## Sección del texto
────
¿Es conveniente recibir felicitaciones si nos expresamos con fluidez?

Es habitual que cuando un niño o una niña que a menudo se atascan en las frases orales se muestran fluidos, se les felicite. Y se hace con buena intención, con el objetivo de estimularlos, darles moral y consolidar la línea positiva. De hecho, en los casos en que, justamente, los implicados sean criaturas es acertado. Ahora bien, ¿qué ocurre con los adolescentes? ¿Y con los jóvenes? Y sobre todo, y es lo que pretendo incidir: ¿y en los adultos? ¿Es conveniente, en consecuencia, felicitar un adulto o adulta cuando ha sido más fluido de lo que estamos acostumbrados a escucharle?.

   Uno de los consejos que, frecuentemente, se da cuando una persona fluida se dirige a una que se tropieza, y que en este caso concreto no lo hace mucho o nada, es, a la postre, no decirle que ha hablado muy bien. En este sentido, el adulto se puede sentir presionado y tener la sensación de que su interlocutor o interlocutores están especialmente atentos a sus
palabras.
────
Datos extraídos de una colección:
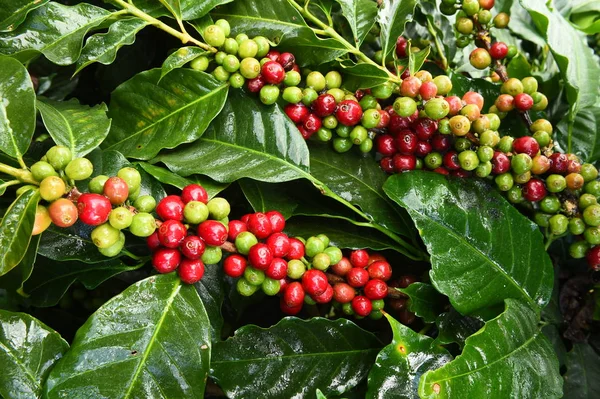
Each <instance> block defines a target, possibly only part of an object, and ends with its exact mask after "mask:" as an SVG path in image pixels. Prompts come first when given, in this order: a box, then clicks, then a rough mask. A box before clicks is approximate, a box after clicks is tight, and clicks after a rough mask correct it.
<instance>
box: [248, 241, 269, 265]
mask: <svg viewBox="0 0 600 399" xmlns="http://www.w3.org/2000/svg"><path fill="white" fill-rule="evenodd" d="M248 261H249V262H250V264H251V265H252V266H254V267H255V268H256V269H259V270H266V269H267V267H269V265H270V264H271V262H272V261H273V253H272V252H271V250H270V249H269V247H268V246H267V245H266V244H263V243H258V244H256V245H254V246H253V247H252V248H250V251H249V252H248Z"/></svg>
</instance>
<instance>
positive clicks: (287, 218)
mask: <svg viewBox="0 0 600 399" xmlns="http://www.w3.org/2000/svg"><path fill="white" fill-rule="evenodd" d="M239 185H240V187H241V189H242V192H243V193H244V196H245V197H246V199H247V200H248V202H250V205H251V206H252V209H254V211H255V212H268V211H271V210H277V211H279V212H281V213H282V214H283V216H284V217H285V218H286V219H288V218H289V217H290V216H292V214H293V213H294V209H296V207H297V206H298V202H296V201H294V199H293V198H291V197H290V196H289V195H288V194H287V193H286V192H285V191H283V190H282V189H281V188H279V187H278V186H277V185H276V184H272V183H263V182H259V181H256V180H251V179H242V180H240V181H239Z"/></svg>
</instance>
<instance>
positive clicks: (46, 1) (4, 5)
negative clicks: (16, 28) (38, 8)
mask: <svg viewBox="0 0 600 399" xmlns="http://www.w3.org/2000/svg"><path fill="white" fill-rule="evenodd" d="M47 2H48V0H0V32H10V31H12V30H15V29H16V28H17V27H18V26H19V25H20V24H21V23H23V21H24V20H25V17H27V14H28V13H29V12H30V11H32V10H35V9H36V8H38V7H41V6H43V5H44V4H46V3H47Z"/></svg>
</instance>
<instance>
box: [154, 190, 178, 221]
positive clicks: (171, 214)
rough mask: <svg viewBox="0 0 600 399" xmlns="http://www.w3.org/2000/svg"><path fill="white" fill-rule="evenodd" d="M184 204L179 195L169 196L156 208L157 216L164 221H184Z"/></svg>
mask: <svg viewBox="0 0 600 399" xmlns="http://www.w3.org/2000/svg"><path fill="white" fill-rule="evenodd" d="M183 208H184V203H183V201H182V198H181V197H180V196H178V195H167V196H166V197H165V198H163V199H161V200H160V201H159V202H158V205H157V206H156V214H157V215H158V217H159V218H161V219H162V220H177V221H182V220H183Z"/></svg>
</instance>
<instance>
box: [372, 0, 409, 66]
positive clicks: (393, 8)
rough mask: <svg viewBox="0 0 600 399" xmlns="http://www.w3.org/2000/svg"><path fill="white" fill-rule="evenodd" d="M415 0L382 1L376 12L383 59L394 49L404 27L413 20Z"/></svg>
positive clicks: (402, 30)
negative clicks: (378, 9)
mask: <svg viewBox="0 0 600 399" xmlns="http://www.w3.org/2000/svg"><path fill="white" fill-rule="evenodd" d="M416 5H417V1H416V0H383V1H382V2H381V7H380V8H379V11H378V12H377V22H379V27H380V28H381V34H380V40H381V50H382V52H383V54H384V56H385V57H384V58H388V56H389V54H390V53H391V52H392V51H393V50H394V48H395V47H396V39H398V36H400V35H402V34H403V33H404V26H405V25H406V23H407V22H408V21H409V20H411V19H412V18H413V14H414V12H415V6H416Z"/></svg>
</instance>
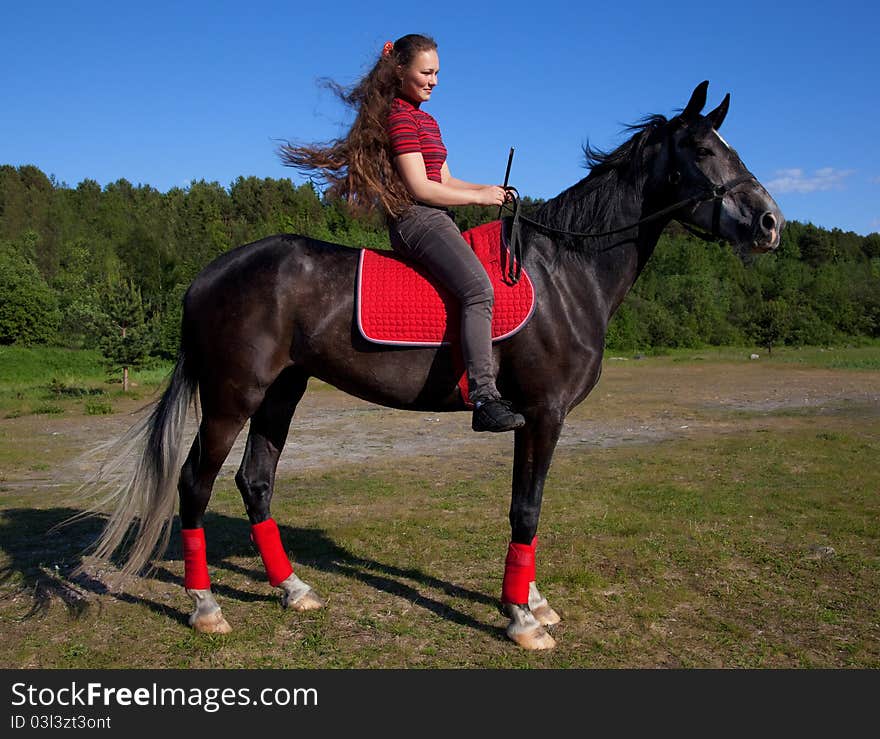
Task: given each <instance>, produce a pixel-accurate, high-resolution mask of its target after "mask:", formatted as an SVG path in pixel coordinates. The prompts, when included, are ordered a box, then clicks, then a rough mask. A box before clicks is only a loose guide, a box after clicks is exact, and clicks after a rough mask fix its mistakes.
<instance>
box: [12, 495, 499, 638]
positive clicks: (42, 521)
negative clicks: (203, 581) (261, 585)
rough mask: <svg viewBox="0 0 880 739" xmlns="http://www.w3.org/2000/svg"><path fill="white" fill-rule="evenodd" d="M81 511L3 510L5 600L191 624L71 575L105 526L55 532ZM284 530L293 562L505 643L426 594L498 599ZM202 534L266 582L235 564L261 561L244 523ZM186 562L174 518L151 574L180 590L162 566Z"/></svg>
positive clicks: (243, 599) (81, 562)
mask: <svg viewBox="0 0 880 739" xmlns="http://www.w3.org/2000/svg"><path fill="white" fill-rule="evenodd" d="M78 512H79V511H77V510H75V509H72V508H49V509H33V508H13V509H8V510H5V511H2V512H0V514H2V520H0V552H2V555H3V558H4V560H5V561H4V562H3V563H2V564H0V586H3V587H4V588H5V589H6V590H7V594H6V595H4V596H2V597H3V598H8V597H10V596H11V595H16V594H20V593H28V594H29V595H30V597H31V599H32V600H31V603H30V607H29V610H28V612H27V613H26V614H25V616H24V617H23V618H25V619H27V618H33V617H35V616H40V615H44V614H45V613H46V612H47V611H48V609H49V606H50V605H51V603H52V601H53V599H57V600H60V601H61V602H62V603H64V605H65V607H66V608H67V611H68V614H69V616H70V617H71V618H79V617H80V616H82V615H83V614H84V613H85V612H86V611H87V610H88V609H89V608H90V607H91V606H92V605H93V602H94V601H93V599H92V598H90V597H89V596H90V595H109V596H110V597H112V598H115V599H116V600H119V601H121V602H125V603H132V604H137V605H141V606H146V607H147V608H149V609H150V610H152V611H154V612H155V613H157V614H159V615H161V616H163V617H165V618H170V619H173V620H176V621H178V622H180V623H181V624H183V625H186V626H188V618H189V614H188V613H184V612H181V611H180V610H178V609H176V608H173V607H170V606H168V605H165V604H163V603H159V602H156V601H154V600H151V599H149V598H146V597H143V596H140V595H132V594H130V593H127V592H124V591H119V590H111V588H110V587H108V585H106V584H105V583H104V582H103V581H101V580H99V579H97V578H95V577H92V576H90V575H88V574H80V575H76V576H73V575H72V574H71V573H72V572H73V571H74V570H75V569H76V568H77V567H78V566H79V565H80V564H81V563H82V557H83V553H84V552H85V550H86V549H87V548H88V547H89V545H90V544H91V543H92V542H93V541H94V540H95V539H96V538H97V537H98V536H99V534H100V533H101V531H102V529H103V527H104V523H105V520H104V518H95V517H91V518H83V519H79V520H77V521H74V522H72V523H70V524H66V525H64V526H61V527H60V528H58V529H55V528H54V527H56V526H58V525H59V524H62V523H63V522H64V521H66V520H68V519H70V518H71V517H72V516H74V515H76V514H77V513H78ZM279 529H280V531H281V538H282V541H284V543H285V544H286V546H287V548H288V553H289V554H290V556H291V559H292V560H294V561H295V562H296V563H297V564H302V565H305V566H307V567H310V568H312V569H315V570H319V571H321V572H327V573H330V574H336V575H341V576H343V577H347V578H351V579H352V580H357V581H359V582H362V583H364V584H366V585H368V586H370V587H372V588H375V589H376V590H379V591H382V592H385V593H388V594H390V595H395V596H399V597H401V598H405V599H407V600H408V601H410V602H411V603H413V604H414V605H416V606H418V607H420V608H424V609H425V610H427V611H430V612H431V613H433V614H435V615H437V616H439V617H440V618H443V619H445V620H447V621H450V622H452V623H455V624H459V625H462V626H466V627H468V628H472V629H476V630H478V631H483V632H485V633H488V634H491V635H493V636H496V637H497V638H499V639H502V640H503V639H505V638H506V637H505V634H504V630H503V629H501V628H498V627H495V626H491V625H489V624H485V623H483V622H481V621H478V620H476V619H474V618H473V617H472V616H470V615H468V614H466V613H463V612H462V611H459V610H457V609H455V608H452V607H450V606H449V605H448V604H446V603H443V602H441V601H439V600H437V599H435V598H432V597H430V596H428V595H426V594H425V593H424V592H422V588H431V589H435V590H439V591H441V592H443V593H445V594H446V595H448V596H450V597H452V598H456V599H460V600H465V601H470V602H472V603H481V604H484V605H489V606H496V605H497V603H498V601H497V599H495V598H491V597H489V596H487V595H486V594H484V593H479V592H477V591H474V590H469V589H468V588H463V587H461V586H458V585H455V584H453V583H450V582H447V581H446V580H441V579H439V578H436V577H433V576H431V575H427V574H425V573H424V572H422V571H421V570H418V569H415V568H400V567H396V566H394V565H389V564H384V563H382V562H378V561H376V560H373V559H369V558H366V557H360V556H357V555H355V554H353V553H352V552H349V551H348V550H347V549H345V548H344V547H341V546H339V545H338V544H336V543H335V542H334V541H333V540H332V539H331V538H329V537H328V536H327V535H326V534H325V532H323V531H322V530H320V529H301V528H294V527H290V526H284V525H279ZM205 530H206V531H207V532H209V538H208V540H209V546H208V563H209V565H210V566H211V567H212V568H214V569H223V570H227V571H229V572H235V573H237V574H240V575H244V576H246V577H248V578H249V579H252V580H254V581H256V582H261V581H263V580H265V577H266V576H265V573H264V572H263V571H262V569H259V570H258V569H254V568H249V567H242V566H241V565H239V564H237V563H235V562H233V561H232V558H236V557H255V556H258V552H257V550H256V548H255V547H254V546H253V544H251V541H250V525H249V523H248V521H247V520H246V519H244V518H232V517H229V516H226V515H222V514H216V513H208V514H206V516H205ZM221 552H222V554H220V553H221ZM182 559H183V555H182V553H181V548H180V528H179V522H178V521H177V520H175V523H174V525H173V528H172V532H171V544H170V546H169V547H168V551H167V552H166V553H165V555H164V556H163V558H162V559H160V560H158V561H157V562H155V569H153V570H152V571H150V572H149V573H148V574H149V576H150V577H151V578H153V579H156V580H159V581H160V582H165V583H170V584H173V585H177V586H179V587H180V588H183V579H182V578H181V577H180V576H179V575H177V574H175V573H173V572H171V571H170V570H169V569H168V568H167V567H165V566H163V562H167V561H169V560H178V561H179V560H182ZM405 581H411V582H413V583H415V585H412V584H409V583H407V582H405ZM419 586H421V588H420V587H419ZM212 590H213V591H214V593H215V594H216V595H217V596H218V597H220V598H229V599H235V600H238V601H241V602H258V601H271V600H276V599H277V598H278V596H277V595H269V594H266V593H255V592H250V591H246V590H242V589H240V588H236V587H233V586H230V585H226V584H223V583H215V584H213V585H212ZM221 605H222V601H221Z"/></svg>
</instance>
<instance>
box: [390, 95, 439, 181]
mask: <svg viewBox="0 0 880 739" xmlns="http://www.w3.org/2000/svg"><path fill="white" fill-rule="evenodd" d="M388 138H389V139H390V140H391V156H392V157H396V156H398V155H400V154H411V153H414V152H419V153H421V155H422V159H424V160H425V173H426V174H427V175H428V179H429V180H433V181H434V182H442V179H441V177H440V170H441V168H442V167H443V163H444V162H445V161H446V147H445V146H444V145H443V139H442V138H441V136H440V127H439V126H438V125H437V121H436V120H434V118H433V116H431V115H429V114H428V113H425V112H424V111H423V110H420V109H419V108H417V107H416V106H415V105H413V104H412V103H411V102H409V101H408V100H404V99H403V98H394V102H393V103H391V112H390V113H389V114H388Z"/></svg>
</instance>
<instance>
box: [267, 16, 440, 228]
mask: <svg viewBox="0 0 880 739" xmlns="http://www.w3.org/2000/svg"><path fill="white" fill-rule="evenodd" d="M387 47H388V44H386V48H387ZM436 48H437V43H436V42H435V41H434V39H432V38H431V37H430V36H422V35H420V34H416V33H411V34H408V35H406V36H403V37H401V38H399V39H397V41H395V42H394V48H393V49H391V50H390V53H385V50H383V53H382V54H381V56H380V57H379V60H378V61H377V62H376V64H375V65H374V66H373V68H372V69H371V70H370V71H369V72H368V73H367V74H366V75H364V77H363V78H362V79H361V80H360V82H358V83H357V84H356V85H354V86H353V87H351V88H350V89H345V88H343V87H341V86H340V85H338V84H337V83H335V82H329V83H328V86H329V87H330V88H331V89H332V90H333V91H334V92H335V93H336V94H337V95H338V96H339V98H340V99H341V100H342V101H343V102H344V103H345V104H346V105H348V106H349V107H351V108H354V109H355V110H356V111H357V116H356V118H355V120H354V123H353V124H352V126H351V128H350V129H349V131H348V134H346V136H345V137H344V138H340V139H335V140H334V141H330V142H328V143H326V144H307V145H303V146H293V145H291V144H290V142H288V143H287V144H286V145H284V146H281V147H279V149H278V154H279V156H280V157H281V161H282V162H283V163H284V164H285V165H286V166H288V167H295V168H296V169H298V170H300V171H301V172H304V173H309V174H314V173H317V174H318V176H319V178H320V179H321V180H323V181H324V182H326V183H327V184H328V185H329V187H328V188H327V193H326V194H327V195H330V196H331V197H332V196H336V197H341V198H344V199H345V200H347V201H348V203H349V205H350V206H351V208H352V209H353V210H354V211H355V212H356V213H370V212H372V211H373V210H375V209H376V208H377V207H379V206H381V207H382V208H383V209H384V210H385V212H386V213H388V214H390V215H392V216H399V215H400V214H401V213H403V211H404V210H406V209H407V208H408V207H409V206H410V205H412V203H413V199H412V197H411V196H410V194H409V192H408V191H407V189H406V186H405V185H404V183H403V181H402V180H401V179H400V175H399V174H398V173H397V170H396V169H395V167H394V163H393V162H392V161H391V154H390V146H389V140H388V131H387V128H386V123H387V119H388V114H389V113H390V111H391V103H392V102H393V100H394V98H395V96H396V95H397V94H398V92H399V90H400V78H399V76H398V74H397V67H398V66H403V67H408V66H409V65H410V64H411V63H412V61H413V59H414V58H415V56H416V54H418V53H420V52H422V51H432V50H435V49H436Z"/></svg>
────
## Qué se pide
Traduce al inglés esta oración del texto sobre felicitar la fluidez al hablar: "Y se hace con buena intención, con el objetivo de estimularlos, darles moral y consolidar la línea positiva." Los registros no hacen falta para resolver la tarea.

## Tu solución
And it is done with good intentions, with the aim of encouraging them, boosting their morale, and reinforcing the positive trend.